<<<<

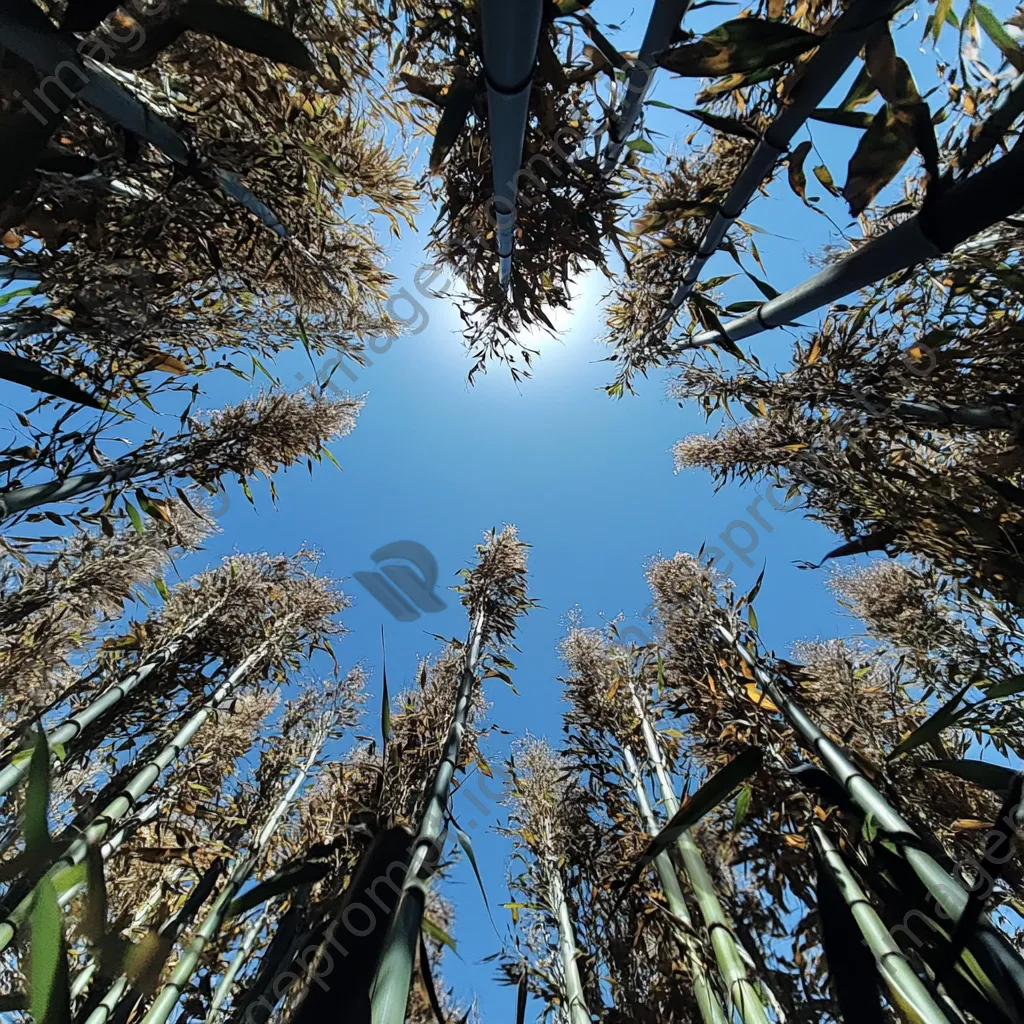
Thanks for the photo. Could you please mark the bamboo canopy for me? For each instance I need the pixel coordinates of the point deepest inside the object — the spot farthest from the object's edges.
(665, 18)
(510, 34)
(994, 193)
(837, 52)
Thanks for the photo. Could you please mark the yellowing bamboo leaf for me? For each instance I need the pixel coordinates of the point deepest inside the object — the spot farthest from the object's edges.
(738, 46)
(759, 698)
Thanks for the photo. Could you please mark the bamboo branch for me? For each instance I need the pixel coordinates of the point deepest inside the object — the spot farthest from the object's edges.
(665, 18)
(394, 973)
(73, 726)
(838, 50)
(122, 805)
(993, 194)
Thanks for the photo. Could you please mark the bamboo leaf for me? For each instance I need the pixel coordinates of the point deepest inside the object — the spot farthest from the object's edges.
(94, 915)
(1006, 688)
(860, 91)
(994, 30)
(942, 10)
(428, 982)
(930, 730)
(37, 802)
(993, 863)
(798, 178)
(49, 994)
(438, 934)
(458, 105)
(849, 119)
(467, 845)
(731, 126)
(998, 778)
(742, 805)
(715, 792)
(136, 519)
(238, 28)
(279, 884)
(385, 697)
(739, 46)
(824, 176)
(883, 150)
(32, 375)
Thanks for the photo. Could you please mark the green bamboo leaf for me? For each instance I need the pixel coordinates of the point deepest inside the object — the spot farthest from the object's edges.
(860, 91)
(730, 126)
(742, 805)
(1006, 688)
(994, 30)
(428, 982)
(458, 107)
(797, 175)
(49, 995)
(37, 802)
(739, 46)
(849, 119)
(94, 915)
(883, 150)
(942, 9)
(385, 696)
(238, 28)
(715, 792)
(279, 884)
(133, 515)
(467, 845)
(995, 777)
(32, 375)
(930, 729)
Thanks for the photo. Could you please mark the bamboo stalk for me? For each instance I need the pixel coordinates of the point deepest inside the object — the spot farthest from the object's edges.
(665, 18)
(568, 951)
(838, 50)
(122, 805)
(905, 988)
(170, 931)
(996, 956)
(394, 973)
(242, 954)
(17, 500)
(742, 994)
(707, 998)
(75, 724)
(510, 33)
(110, 846)
(168, 996)
(970, 206)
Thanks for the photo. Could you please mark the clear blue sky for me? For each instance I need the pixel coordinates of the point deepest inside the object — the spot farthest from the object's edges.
(588, 480)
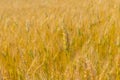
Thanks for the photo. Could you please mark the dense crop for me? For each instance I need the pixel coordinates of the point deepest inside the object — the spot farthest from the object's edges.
(60, 40)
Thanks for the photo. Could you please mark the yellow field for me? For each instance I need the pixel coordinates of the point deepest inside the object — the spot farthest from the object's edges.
(59, 39)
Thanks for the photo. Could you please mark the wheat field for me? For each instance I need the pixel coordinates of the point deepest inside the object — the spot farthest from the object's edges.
(59, 39)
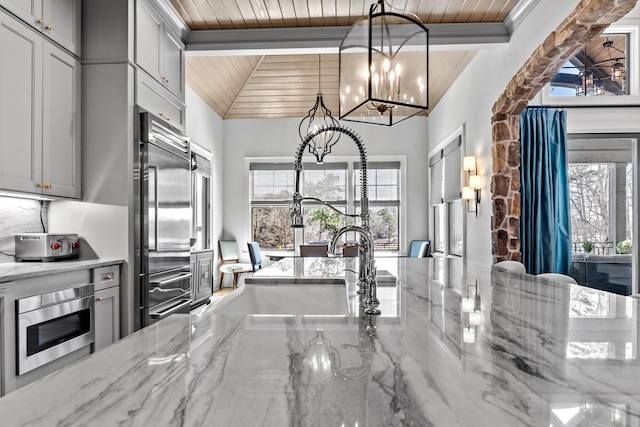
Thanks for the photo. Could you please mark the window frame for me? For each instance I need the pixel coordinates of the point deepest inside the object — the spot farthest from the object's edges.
(352, 188)
(447, 196)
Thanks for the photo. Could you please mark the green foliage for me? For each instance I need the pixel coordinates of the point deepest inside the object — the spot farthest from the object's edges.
(328, 220)
(625, 247)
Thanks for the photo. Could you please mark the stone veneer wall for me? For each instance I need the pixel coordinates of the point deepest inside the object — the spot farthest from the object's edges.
(18, 216)
(588, 20)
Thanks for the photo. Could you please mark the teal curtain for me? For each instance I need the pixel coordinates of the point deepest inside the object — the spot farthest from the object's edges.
(545, 226)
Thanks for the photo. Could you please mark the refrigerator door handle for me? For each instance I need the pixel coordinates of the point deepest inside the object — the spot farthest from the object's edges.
(161, 283)
(155, 206)
(183, 304)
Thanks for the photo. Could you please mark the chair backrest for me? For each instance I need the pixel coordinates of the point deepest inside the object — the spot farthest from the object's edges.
(420, 248)
(314, 250)
(228, 251)
(255, 255)
(510, 266)
(557, 277)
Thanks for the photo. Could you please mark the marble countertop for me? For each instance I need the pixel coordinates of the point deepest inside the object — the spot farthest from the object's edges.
(533, 353)
(10, 271)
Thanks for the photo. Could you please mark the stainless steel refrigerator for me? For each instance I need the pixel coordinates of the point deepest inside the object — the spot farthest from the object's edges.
(162, 174)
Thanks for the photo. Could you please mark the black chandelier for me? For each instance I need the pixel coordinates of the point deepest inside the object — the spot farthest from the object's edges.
(319, 116)
(384, 63)
(606, 75)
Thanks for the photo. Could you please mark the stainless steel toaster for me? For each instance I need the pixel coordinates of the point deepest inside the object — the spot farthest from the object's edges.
(46, 246)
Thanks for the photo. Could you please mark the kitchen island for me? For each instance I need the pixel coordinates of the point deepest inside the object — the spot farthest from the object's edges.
(456, 345)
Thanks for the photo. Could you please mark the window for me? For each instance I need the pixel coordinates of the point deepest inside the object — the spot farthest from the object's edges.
(271, 190)
(445, 199)
(384, 202)
(338, 183)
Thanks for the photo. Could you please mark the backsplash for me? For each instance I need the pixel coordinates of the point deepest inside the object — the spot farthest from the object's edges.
(19, 216)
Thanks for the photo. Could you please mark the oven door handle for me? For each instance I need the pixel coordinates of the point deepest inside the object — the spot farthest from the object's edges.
(161, 283)
(169, 311)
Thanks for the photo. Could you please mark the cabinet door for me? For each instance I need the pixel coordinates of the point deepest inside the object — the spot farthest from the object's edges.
(20, 106)
(149, 30)
(107, 317)
(61, 121)
(62, 23)
(205, 274)
(30, 11)
(173, 60)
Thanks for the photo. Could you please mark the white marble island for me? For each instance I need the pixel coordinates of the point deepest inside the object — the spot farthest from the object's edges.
(542, 354)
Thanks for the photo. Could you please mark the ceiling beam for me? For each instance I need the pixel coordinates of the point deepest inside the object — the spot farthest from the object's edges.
(299, 40)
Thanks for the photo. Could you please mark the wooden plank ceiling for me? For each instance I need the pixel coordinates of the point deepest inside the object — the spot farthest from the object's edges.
(280, 86)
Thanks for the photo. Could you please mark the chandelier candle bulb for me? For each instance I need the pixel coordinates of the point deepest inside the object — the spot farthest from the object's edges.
(475, 318)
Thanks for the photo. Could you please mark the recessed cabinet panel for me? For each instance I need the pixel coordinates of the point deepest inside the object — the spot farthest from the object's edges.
(62, 23)
(174, 64)
(20, 105)
(151, 96)
(61, 119)
(27, 10)
(107, 317)
(149, 31)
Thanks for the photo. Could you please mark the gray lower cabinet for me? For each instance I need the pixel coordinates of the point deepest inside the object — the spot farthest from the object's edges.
(202, 280)
(107, 306)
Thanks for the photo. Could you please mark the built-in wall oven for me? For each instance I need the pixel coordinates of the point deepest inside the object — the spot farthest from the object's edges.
(52, 325)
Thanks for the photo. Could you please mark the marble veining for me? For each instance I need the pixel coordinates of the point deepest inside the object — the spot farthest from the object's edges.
(19, 216)
(538, 354)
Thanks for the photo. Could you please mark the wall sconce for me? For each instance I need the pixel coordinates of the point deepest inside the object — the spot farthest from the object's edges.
(471, 305)
(471, 191)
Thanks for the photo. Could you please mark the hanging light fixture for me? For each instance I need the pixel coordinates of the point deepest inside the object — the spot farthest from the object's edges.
(319, 116)
(588, 84)
(384, 62)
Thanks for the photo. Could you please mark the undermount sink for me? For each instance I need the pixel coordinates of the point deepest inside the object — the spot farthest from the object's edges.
(318, 299)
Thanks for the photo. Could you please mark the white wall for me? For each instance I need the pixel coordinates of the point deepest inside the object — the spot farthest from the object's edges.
(206, 129)
(279, 138)
(469, 101)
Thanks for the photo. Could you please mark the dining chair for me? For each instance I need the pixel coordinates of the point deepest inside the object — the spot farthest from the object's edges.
(509, 266)
(314, 250)
(420, 249)
(557, 278)
(229, 258)
(255, 255)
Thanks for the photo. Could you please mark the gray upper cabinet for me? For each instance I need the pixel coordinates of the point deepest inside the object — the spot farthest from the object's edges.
(39, 114)
(159, 51)
(58, 20)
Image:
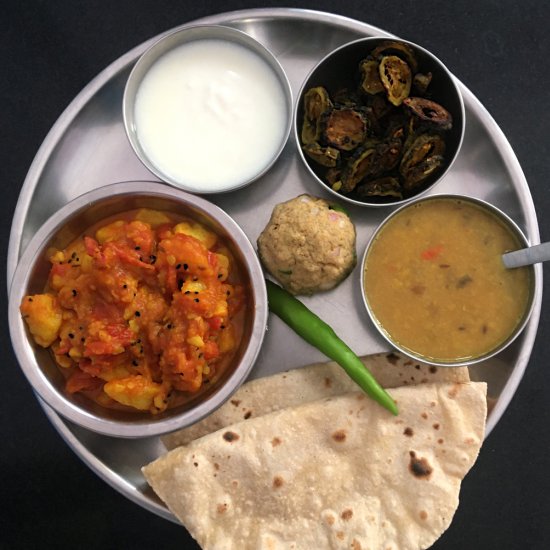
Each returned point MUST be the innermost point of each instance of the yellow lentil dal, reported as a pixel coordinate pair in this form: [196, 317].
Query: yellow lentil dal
[435, 281]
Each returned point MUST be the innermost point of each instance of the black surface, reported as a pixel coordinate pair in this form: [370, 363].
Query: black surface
[49, 50]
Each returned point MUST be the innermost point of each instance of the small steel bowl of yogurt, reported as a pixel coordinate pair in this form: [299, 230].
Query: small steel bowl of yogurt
[208, 109]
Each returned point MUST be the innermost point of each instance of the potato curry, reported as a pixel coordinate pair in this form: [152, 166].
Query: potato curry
[141, 311]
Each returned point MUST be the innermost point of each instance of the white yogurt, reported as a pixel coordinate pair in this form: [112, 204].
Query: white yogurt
[210, 114]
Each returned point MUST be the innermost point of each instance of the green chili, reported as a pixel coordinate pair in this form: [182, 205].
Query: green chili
[320, 335]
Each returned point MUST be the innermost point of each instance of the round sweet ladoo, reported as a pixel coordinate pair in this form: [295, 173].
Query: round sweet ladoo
[308, 245]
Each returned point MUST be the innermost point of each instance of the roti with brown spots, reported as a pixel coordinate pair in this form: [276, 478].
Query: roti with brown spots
[335, 473]
[297, 386]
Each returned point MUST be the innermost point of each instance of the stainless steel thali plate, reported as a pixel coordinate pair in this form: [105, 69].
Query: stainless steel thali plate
[87, 148]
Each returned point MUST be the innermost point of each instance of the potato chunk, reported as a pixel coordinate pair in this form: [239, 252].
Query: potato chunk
[137, 392]
[43, 316]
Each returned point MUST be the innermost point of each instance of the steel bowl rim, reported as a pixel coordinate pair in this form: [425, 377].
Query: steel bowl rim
[39, 380]
[454, 84]
[155, 51]
[510, 223]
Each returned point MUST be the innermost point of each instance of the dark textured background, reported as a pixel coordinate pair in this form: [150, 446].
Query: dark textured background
[49, 50]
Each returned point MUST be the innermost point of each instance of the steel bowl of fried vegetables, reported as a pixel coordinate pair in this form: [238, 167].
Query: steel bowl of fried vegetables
[379, 121]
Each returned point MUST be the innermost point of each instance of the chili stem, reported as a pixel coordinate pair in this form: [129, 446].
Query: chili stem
[320, 335]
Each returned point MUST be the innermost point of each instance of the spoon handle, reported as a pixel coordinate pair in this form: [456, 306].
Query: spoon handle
[527, 256]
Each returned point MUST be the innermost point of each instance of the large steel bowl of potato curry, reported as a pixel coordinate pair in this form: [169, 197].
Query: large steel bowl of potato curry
[137, 309]
[434, 283]
[379, 121]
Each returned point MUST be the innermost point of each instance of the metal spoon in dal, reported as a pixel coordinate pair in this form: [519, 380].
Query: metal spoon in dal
[527, 256]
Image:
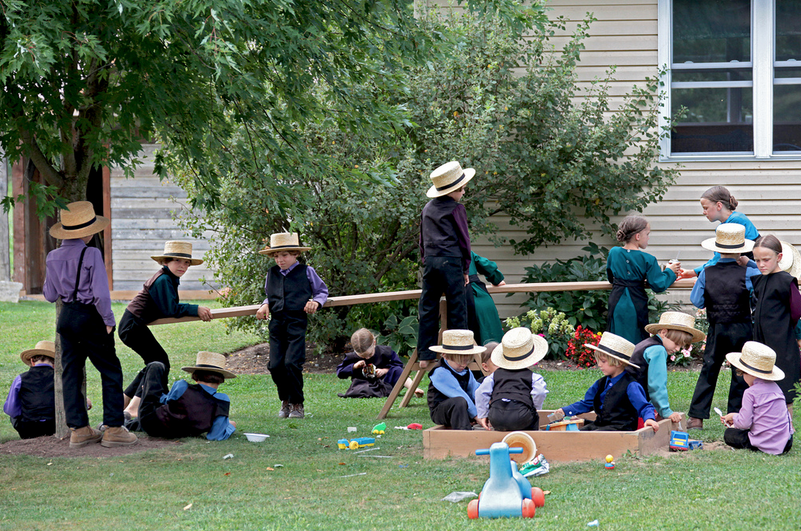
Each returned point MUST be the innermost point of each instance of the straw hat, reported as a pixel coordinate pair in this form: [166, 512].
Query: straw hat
[676, 321]
[448, 178]
[757, 360]
[180, 250]
[43, 348]
[519, 349]
[615, 346]
[210, 361]
[77, 221]
[283, 241]
[791, 260]
[458, 342]
[729, 238]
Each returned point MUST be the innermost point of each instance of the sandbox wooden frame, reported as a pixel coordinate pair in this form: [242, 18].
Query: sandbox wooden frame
[556, 446]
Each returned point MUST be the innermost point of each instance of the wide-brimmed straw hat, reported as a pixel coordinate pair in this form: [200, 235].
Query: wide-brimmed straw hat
[179, 250]
[77, 221]
[283, 241]
[458, 342]
[757, 360]
[448, 178]
[211, 362]
[791, 260]
[676, 321]
[618, 347]
[729, 238]
[43, 348]
[519, 349]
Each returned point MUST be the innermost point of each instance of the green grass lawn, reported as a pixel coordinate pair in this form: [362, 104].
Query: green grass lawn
[708, 489]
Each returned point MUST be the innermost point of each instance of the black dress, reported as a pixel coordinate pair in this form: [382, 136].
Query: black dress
[774, 326]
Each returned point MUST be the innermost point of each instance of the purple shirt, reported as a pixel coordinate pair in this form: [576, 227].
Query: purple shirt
[12, 407]
[764, 414]
[319, 289]
[62, 264]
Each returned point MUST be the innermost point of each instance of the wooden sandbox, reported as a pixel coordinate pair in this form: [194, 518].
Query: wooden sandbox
[556, 446]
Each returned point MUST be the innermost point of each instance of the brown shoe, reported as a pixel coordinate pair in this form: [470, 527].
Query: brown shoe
[83, 436]
[117, 436]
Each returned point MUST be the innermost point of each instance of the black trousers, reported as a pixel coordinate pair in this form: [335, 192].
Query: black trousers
[137, 336]
[89, 340]
[452, 413]
[722, 338]
[288, 353]
[513, 416]
[739, 439]
[28, 429]
[441, 274]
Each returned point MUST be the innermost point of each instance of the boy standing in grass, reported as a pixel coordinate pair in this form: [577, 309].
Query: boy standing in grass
[293, 291]
[452, 391]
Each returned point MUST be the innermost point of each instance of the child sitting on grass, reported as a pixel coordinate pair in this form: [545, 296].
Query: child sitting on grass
[763, 423]
[373, 369]
[617, 399]
[452, 391]
[31, 401]
[508, 399]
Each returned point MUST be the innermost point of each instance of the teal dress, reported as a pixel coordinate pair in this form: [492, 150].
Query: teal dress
[482, 315]
[628, 303]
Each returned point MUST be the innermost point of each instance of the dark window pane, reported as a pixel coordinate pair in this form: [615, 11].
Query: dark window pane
[788, 30]
[787, 118]
[717, 120]
[711, 31]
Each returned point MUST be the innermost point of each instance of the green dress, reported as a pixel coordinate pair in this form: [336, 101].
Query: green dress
[628, 270]
[482, 314]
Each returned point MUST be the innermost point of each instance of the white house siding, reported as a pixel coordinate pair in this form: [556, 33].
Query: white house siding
[769, 192]
[143, 211]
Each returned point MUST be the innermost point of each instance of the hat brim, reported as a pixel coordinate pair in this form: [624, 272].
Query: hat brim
[734, 358]
[469, 173]
[620, 358]
[60, 233]
[711, 245]
[192, 261]
[537, 353]
[226, 374]
[26, 355]
[653, 328]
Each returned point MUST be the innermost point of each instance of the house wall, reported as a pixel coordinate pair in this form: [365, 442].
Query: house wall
[143, 212]
[769, 192]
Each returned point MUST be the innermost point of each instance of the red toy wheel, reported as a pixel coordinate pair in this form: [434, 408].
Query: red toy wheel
[528, 508]
[537, 496]
[472, 509]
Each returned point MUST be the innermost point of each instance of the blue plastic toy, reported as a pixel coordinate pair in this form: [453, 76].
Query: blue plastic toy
[506, 493]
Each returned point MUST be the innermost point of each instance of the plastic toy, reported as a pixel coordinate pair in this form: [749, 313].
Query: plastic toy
[353, 444]
[506, 493]
[679, 441]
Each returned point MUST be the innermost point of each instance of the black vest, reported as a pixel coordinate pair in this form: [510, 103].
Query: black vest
[192, 414]
[290, 292]
[438, 228]
[617, 412]
[638, 358]
[726, 298]
[435, 398]
[512, 385]
[36, 395]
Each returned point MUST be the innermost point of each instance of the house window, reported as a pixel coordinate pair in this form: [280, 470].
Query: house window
[735, 71]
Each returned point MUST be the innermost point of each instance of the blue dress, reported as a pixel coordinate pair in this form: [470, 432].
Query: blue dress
[628, 270]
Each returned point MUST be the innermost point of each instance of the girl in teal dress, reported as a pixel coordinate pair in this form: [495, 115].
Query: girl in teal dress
[627, 269]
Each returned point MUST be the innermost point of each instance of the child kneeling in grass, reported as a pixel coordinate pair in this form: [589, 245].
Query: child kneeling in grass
[617, 399]
[452, 391]
[763, 424]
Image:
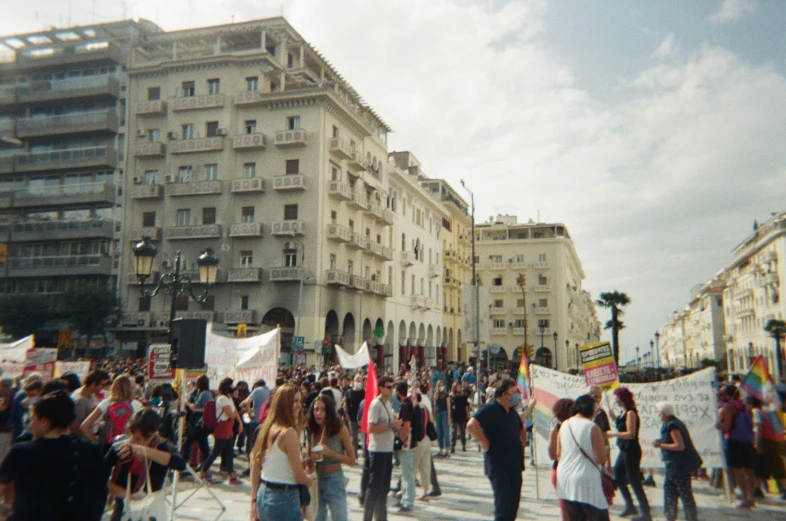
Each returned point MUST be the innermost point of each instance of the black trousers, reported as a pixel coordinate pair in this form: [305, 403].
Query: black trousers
[376, 503]
[626, 470]
[507, 495]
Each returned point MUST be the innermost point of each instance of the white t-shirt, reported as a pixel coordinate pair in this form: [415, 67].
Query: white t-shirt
[221, 402]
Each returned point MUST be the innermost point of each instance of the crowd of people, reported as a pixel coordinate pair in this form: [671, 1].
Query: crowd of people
[114, 436]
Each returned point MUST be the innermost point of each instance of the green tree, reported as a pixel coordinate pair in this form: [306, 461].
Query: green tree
[88, 306]
[615, 301]
[777, 330]
[23, 314]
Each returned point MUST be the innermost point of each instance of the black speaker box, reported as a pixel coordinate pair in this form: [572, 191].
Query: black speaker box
[188, 343]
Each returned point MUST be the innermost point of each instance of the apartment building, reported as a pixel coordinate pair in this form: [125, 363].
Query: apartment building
[559, 315]
[63, 124]
[414, 311]
[457, 261]
[244, 139]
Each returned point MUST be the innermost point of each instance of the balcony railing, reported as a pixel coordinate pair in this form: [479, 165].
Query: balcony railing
[248, 185]
[245, 230]
[290, 228]
[291, 138]
[205, 144]
[205, 231]
[198, 188]
[206, 101]
[289, 182]
[256, 141]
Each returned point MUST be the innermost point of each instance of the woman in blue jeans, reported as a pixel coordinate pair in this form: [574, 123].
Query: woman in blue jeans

>>>>

__About this exercise__. In the data above, find the line containing "Query: plastic toy" and the line containing "form: [125, 363].". Repeat those two lines and everything between them exactly, minus the pictures.

__Solution to the problem__.
Query: plastic toy
[353, 444]
[506, 493]
[679, 441]
Each returned point MUST be the innermost point of each instance of the black vest, reported as a pixel coordinate pair in this form: [510, 103].
Query: black vest
[192, 414]
[290, 292]
[438, 228]
[617, 412]
[638, 358]
[726, 298]
[435, 398]
[512, 385]
[36, 395]
Each returned point MUST be the innermost point of each instance of the house window, reported as a pixel coordinate pair in this form: [280, 470].
Query: house window
[735, 71]
Each returned point MUST be the innermost point of each instance of the blue dress, reported as a pixel coordinate pair in this form: [470, 432].
Query: blue dress
[628, 270]
Each returned point MUST be the innermost point of each instance of the girl in teal dress, reported as a pixel coordinate pair in this form: [495, 115].
Query: girl in teal dress
[627, 269]
Each returned point MUST be the innermost point of each instance of the child kneeling in grass, reported as a pixel coordinate pair in this form: [589, 245].
Query: child kneeling in grass
[617, 399]
[452, 391]
[763, 424]
Image:
Each returned point MUST be the innermost point of each instance of the black trousers, reported as a pixel coordinate pair in this form: [305, 403].
Query: black trousers
[376, 503]
[626, 470]
[507, 495]
Each returned point MUST be the innermost point of each instance of the white t-shirt, reported as a pixel coordinate pair in this form: [415, 67].
Query: white t-shirt
[221, 402]
Each returned point MUST be the innermost point of each instance of the crowd of people, reported as a pixel coordinate pair in this form: [671, 1].
Query: crowd of people
[114, 436]
Each returned point MUST be the innermost point of each instance of the green tree, reported as a pixel coordinate pair in this form: [306, 461].
Query: green tree
[88, 306]
[615, 301]
[777, 330]
[23, 314]
Each returned point MUST be the innermost point of each instance of the black speaker box, reported as a pixel coordinate pair in this form: [572, 191].
Query: black speaker box
[188, 343]
Each returned point MUST be the innermost point of each instance of the apartment building, reported as a pixel coordinate pair in this form: [125, 363].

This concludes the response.